_WHAT IS REQUIRED:_
In the lines below, find the one that contains "gray hair, one" and write it out exactly, along with every line that follows it.
┌─ EXCERPTED RECORDS
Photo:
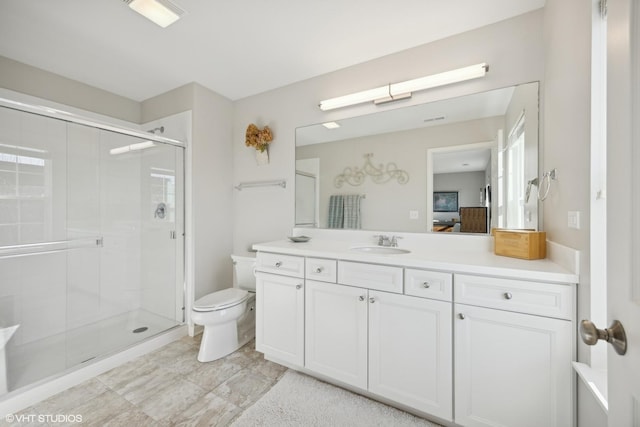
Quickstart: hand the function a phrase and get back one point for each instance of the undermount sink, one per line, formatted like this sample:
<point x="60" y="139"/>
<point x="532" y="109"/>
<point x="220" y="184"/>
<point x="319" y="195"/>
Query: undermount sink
<point x="380" y="250"/>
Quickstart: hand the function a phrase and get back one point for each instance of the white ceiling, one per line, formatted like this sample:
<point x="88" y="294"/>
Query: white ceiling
<point x="236" y="48"/>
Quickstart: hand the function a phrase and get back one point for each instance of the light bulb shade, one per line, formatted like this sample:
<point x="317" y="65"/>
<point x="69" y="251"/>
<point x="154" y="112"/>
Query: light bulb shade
<point x="441" y="79"/>
<point x="355" y="98"/>
<point x="404" y="90"/>
<point x="161" y="12"/>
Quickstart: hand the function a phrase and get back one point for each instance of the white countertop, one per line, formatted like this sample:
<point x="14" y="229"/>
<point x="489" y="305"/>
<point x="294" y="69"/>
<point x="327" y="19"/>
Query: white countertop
<point x="433" y="257"/>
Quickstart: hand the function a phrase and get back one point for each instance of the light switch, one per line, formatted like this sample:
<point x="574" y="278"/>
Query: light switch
<point x="573" y="219"/>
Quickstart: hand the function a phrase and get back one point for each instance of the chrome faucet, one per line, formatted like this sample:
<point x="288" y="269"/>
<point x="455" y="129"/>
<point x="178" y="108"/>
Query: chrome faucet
<point x="387" y="241"/>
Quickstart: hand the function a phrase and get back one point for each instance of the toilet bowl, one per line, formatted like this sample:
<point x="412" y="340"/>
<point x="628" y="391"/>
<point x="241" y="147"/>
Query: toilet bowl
<point x="228" y="316"/>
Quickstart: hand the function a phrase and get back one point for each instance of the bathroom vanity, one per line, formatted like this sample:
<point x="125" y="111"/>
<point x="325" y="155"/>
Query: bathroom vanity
<point x="462" y="337"/>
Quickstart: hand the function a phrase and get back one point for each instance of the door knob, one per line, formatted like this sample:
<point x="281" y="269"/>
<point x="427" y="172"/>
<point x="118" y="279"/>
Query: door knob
<point x="614" y="335"/>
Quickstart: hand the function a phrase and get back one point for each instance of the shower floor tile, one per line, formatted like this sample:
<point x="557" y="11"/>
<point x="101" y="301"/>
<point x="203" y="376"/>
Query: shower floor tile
<point x="37" y="360"/>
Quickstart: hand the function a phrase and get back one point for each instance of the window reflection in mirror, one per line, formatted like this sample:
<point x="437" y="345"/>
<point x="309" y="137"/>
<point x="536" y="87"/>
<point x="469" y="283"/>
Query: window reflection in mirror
<point x="500" y="125"/>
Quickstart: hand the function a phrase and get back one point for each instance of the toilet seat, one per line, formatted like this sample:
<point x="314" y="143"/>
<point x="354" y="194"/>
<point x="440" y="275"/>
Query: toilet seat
<point x="221" y="299"/>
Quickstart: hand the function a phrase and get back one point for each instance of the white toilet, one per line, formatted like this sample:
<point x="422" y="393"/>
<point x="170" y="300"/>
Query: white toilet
<point x="228" y="316"/>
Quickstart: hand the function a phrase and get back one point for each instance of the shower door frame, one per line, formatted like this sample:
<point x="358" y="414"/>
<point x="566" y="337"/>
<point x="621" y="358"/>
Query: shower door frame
<point x="69" y="117"/>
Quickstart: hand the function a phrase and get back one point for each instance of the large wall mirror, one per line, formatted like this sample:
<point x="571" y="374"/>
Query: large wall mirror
<point x="465" y="164"/>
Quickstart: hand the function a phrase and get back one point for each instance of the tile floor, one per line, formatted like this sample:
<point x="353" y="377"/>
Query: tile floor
<point x="167" y="387"/>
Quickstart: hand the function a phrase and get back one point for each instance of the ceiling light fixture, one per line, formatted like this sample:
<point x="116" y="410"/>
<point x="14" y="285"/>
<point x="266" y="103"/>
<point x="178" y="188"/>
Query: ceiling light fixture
<point x="396" y="91"/>
<point x="160" y="12"/>
<point x="331" y="125"/>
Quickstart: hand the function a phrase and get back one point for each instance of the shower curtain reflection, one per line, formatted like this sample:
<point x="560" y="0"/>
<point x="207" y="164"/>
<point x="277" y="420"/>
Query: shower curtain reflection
<point x="86" y="268"/>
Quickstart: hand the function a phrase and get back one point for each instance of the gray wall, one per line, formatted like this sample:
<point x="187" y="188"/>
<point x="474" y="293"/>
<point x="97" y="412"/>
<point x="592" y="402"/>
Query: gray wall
<point x="567" y="132"/>
<point x="386" y="206"/>
<point x="513" y="48"/>
<point x="210" y="184"/>
<point x="22" y="78"/>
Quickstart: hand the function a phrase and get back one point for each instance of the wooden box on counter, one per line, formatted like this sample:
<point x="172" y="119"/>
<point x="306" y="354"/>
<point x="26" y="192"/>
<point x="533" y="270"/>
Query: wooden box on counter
<point x="524" y="244"/>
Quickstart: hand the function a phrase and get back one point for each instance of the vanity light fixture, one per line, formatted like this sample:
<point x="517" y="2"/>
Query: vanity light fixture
<point x="396" y="91"/>
<point x="160" y="12"/>
<point x="331" y="125"/>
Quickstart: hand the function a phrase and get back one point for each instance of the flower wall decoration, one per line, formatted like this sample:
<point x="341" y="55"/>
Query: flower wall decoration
<point x="258" y="138"/>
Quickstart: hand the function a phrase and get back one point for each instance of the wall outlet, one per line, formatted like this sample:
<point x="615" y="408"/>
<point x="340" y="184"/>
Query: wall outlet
<point x="573" y="219"/>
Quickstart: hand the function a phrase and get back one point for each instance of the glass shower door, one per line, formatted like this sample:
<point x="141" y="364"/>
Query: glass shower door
<point x="91" y="243"/>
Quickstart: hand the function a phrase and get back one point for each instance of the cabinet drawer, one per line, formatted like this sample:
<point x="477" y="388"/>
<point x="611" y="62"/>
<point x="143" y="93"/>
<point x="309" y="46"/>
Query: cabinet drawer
<point x="321" y="269"/>
<point x="428" y="284"/>
<point x="544" y="299"/>
<point x="371" y="276"/>
<point x="286" y="265"/>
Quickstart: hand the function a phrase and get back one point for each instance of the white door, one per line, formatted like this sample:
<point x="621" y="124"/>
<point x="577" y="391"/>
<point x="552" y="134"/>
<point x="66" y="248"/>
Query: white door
<point x="280" y="317"/>
<point x="623" y="212"/>
<point x="336" y="332"/>
<point x="410" y="356"/>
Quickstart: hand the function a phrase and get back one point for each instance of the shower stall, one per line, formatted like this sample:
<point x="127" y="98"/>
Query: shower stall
<point x="91" y="241"/>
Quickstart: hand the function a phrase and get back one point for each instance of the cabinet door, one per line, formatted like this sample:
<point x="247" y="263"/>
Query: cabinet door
<point x="336" y="332"/>
<point x="280" y="317"/>
<point x="512" y="369"/>
<point x="410" y="351"/>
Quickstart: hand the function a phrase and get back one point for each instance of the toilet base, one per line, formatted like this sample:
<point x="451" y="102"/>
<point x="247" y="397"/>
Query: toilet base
<point x="218" y="341"/>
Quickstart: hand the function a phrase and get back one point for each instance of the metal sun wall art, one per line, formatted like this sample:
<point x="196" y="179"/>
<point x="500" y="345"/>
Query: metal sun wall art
<point x="379" y="175"/>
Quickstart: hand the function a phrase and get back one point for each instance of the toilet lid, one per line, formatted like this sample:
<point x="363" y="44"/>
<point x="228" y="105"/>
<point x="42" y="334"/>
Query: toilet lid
<point x="221" y="299"/>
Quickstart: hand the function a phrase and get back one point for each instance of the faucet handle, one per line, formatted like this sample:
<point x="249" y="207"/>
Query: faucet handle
<point x="394" y="240"/>
<point x="382" y="239"/>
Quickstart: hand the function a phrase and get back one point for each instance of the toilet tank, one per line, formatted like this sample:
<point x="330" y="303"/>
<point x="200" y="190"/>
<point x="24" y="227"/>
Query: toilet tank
<point x="243" y="276"/>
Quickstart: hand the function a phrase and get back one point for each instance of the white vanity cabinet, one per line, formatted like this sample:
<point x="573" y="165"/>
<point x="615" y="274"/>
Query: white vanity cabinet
<point x="466" y="347"/>
<point x="336" y="332"/>
<point x="410" y="351"/>
<point x="393" y="345"/>
<point x="280" y="307"/>
<point x="513" y="352"/>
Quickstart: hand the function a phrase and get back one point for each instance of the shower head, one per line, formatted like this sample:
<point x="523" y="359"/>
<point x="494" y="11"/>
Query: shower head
<point x="158" y="129"/>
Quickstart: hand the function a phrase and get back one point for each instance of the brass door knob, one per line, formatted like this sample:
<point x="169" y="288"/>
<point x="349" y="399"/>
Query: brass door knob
<point x="614" y="335"/>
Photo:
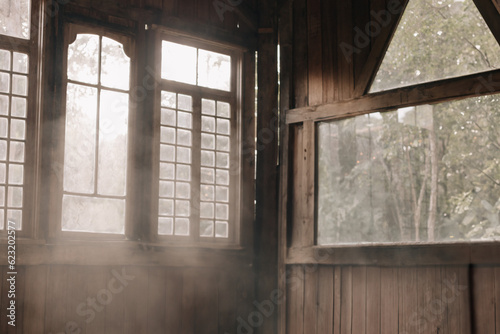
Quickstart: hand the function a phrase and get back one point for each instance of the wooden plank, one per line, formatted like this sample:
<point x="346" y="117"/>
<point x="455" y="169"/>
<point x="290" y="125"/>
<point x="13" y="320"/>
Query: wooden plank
<point x="483" y="310"/>
<point x="337" y="301"/>
<point x="206" y="303"/>
<point x="300" y="56"/>
<point x="55" y="305"/>
<point x="346" y="301"/>
<point x="35" y="295"/>
<point x="295" y="300"/>
<point x="389" y="304"/>
<point x="438" y="91"/>
<point x="345" y="36"/>
<point x="373" y="300"/>
<point x="173" y="299"/>
<point x="325" y="300"/>
<point x="310" y="300"/>
<point x="329" y="57"/>
<point x="315" y="61"/>
<point x="156" y="300"/>
<point x="359" y="300"/>
<point x="408" y="306"/>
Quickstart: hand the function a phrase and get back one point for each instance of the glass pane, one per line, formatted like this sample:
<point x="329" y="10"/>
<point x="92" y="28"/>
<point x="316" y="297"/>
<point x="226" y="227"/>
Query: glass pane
<point x="207" y="175"/>
<point x="223" y="110"/>
<point x="83" y="58"/>
<point x="17" y="129"/>
<point x="18" y="107"/>
<point x="428" y="173"/>
<point x="221" y="211"/>
<point x="165" y="226"/>
<point x="207" y="141"/>
<point x="80" y="139"/>
<point x="206" y="228"/>
<point x="181" y="226"/>
<point x="4" y="82"/>
<point x="185" y="102"/>
<point x="167" y="135"/>
<point x="16" y="152"/>
<point x="432" y="44"/>
<point x="178" y="62"/>
<point x="15" y="197"/>
<point x="113" y="126"/>
<point x="15" y="18"/>
<point x="4" y="60"/>
<point x="16" y="173"/>
<point x="19" y="84"/>
<point x="168" y="99"/>
<point x="222" y="177"/>
<point x="207" y="193"/>
<point x="115" y="67"/>
<point x="4" y="105"/>
<point x="206" y="210"/>
<point x="168" y="117"/>
<point x="183" y="173"/>
<point x="167" y="171"/>
<point x="167" y="189"/>
<point x="15" y="216"/>
<point x="214" y="70"/>
<point x="20" y="62"/>
<point x="208" y="107"/>
<point x="221" y="229"/>
<point x="166" y="207"/>
<point x="89" y="214"/>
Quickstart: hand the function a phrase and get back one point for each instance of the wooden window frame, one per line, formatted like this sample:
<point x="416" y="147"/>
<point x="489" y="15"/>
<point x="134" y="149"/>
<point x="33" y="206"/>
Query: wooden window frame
<point x="31" y="165"/>
<point x="300" y="240"/>
<point x="234" y="98"/>
<point x="71" y="29"/>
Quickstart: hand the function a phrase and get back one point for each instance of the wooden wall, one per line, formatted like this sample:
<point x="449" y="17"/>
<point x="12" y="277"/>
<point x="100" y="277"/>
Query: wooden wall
<point x="54" y="299"/>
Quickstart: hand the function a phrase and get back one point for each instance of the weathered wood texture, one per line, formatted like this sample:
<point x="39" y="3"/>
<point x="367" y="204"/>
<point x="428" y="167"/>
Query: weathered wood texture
<point x="131" y="299"/>
<point x="367" y="299"/>
<point x="337" y="46"/>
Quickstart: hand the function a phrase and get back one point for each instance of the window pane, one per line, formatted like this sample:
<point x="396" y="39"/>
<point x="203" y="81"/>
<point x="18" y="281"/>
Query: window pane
<point x="214" y="70"/>
<point x="80" y="139"/>
<point x="432" y="44"/>
<point x="427" y="173"/>
<point x="178" y="62"/>
<point x="115" y="67"/>
<point x="15" y="18"/>
<point x="89" y="214"/>
<point x="83" y="59"/>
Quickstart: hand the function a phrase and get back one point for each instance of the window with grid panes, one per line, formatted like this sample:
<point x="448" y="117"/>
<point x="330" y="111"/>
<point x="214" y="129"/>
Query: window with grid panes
<point x="198" y="152"/>
<point x="18" y="49"/>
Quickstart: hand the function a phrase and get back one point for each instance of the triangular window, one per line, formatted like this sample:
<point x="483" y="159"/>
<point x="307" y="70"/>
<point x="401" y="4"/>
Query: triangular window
<point x="437" y="40"/>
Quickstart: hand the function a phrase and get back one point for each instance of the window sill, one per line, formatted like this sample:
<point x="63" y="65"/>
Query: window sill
<point x="459" y="253"/>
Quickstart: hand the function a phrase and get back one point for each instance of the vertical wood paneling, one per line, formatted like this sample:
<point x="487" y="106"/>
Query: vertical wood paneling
<point x="300" y="76"/>
<point x="483" y="285"/>
<point x="311" y="300"/>
<point x="373" y="300"/>
<point x="346" y="301"/>
<point x="325" y="300"/>
<point x="314" y="40"/>
<point x="35" y="294"/>
<point x="389" y="300"/>
<point x="359" y="299"/>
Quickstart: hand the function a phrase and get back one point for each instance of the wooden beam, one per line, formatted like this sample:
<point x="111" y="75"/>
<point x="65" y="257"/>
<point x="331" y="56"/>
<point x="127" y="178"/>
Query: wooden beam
<point x="378" y="50"/>
<point x="490" y="15"/>
<point x="438" y="91"/>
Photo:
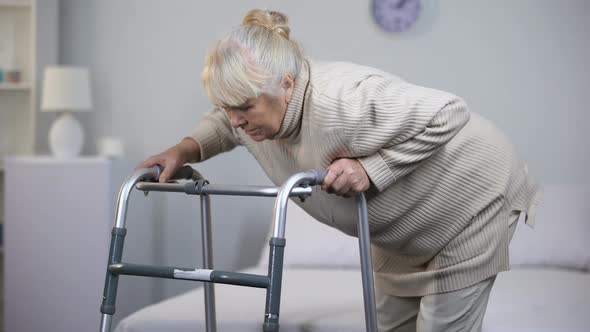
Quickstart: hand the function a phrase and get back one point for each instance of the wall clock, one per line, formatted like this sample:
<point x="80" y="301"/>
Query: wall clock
<point x="396" y="15"/>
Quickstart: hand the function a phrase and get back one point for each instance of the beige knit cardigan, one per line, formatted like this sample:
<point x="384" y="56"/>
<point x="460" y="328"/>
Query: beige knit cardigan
<point x="444" y="180"/>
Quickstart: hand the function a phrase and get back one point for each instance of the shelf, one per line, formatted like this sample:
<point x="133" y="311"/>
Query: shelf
<point x="23" y="86"/>
<point x="15" y="3"/>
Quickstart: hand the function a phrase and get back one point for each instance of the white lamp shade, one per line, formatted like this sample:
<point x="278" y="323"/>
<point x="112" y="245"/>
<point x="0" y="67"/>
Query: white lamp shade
<point x="66" y="89"/>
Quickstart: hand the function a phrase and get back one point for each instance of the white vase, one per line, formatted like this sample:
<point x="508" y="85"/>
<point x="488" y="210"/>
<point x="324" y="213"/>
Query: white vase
<point x="66" y="137"/>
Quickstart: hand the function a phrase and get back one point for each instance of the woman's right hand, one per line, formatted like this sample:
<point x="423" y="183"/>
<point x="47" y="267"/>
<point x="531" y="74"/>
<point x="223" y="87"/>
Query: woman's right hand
<point x="173" y="158"/>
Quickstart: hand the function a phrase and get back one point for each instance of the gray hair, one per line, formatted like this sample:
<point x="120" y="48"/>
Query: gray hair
<point x="251" y="60"/>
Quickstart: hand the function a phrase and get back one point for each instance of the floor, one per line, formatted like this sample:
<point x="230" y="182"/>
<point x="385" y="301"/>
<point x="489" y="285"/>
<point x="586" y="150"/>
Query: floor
<point x="1" y="291"/>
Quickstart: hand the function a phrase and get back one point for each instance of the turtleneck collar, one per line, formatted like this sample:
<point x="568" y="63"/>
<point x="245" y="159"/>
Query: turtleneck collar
<point x="292" y="118"/>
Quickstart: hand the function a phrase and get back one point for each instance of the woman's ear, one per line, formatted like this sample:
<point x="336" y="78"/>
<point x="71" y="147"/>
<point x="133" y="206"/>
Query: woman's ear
<point x="288" y="87"/>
└─
_CORRECT RESULT:_
Quickstart: hand the function a phrase and get back one point for each instance of the gray hair, one per line, formatted like this sample:
<point x="120" y="48"/>
Query: gray hair
<point x="251" y="60"/>
Quickstart: hand the function a phrase and get back one point for each instance of the floor, one per line, formatted like this sample:
<point x="230" y="182"/>
<point x="385" y="301"/>
<point x="489" y="285"/>
<point x="586" y="150"/>
Query: floor
<point x="1" y="291"/>
Quickstart: hand the function a phrase and get back one point for each instance of the turtleneck collar, one per line, formatted like this sample:
<point x="568" y="63"/>
<point x="245" y="159"/>
Query: turtleneck collar
<point x="292" y="118"/>
Quickstart: hand the function a phrase and get back one point for each instance of the woman's ear, one per line, formatted like this sample:
<point x="336" y="78"/>
<point x="71" y="147"/>
<point x="133" y="206"/>
Query: woman's ear
<point x="288" y="87"/>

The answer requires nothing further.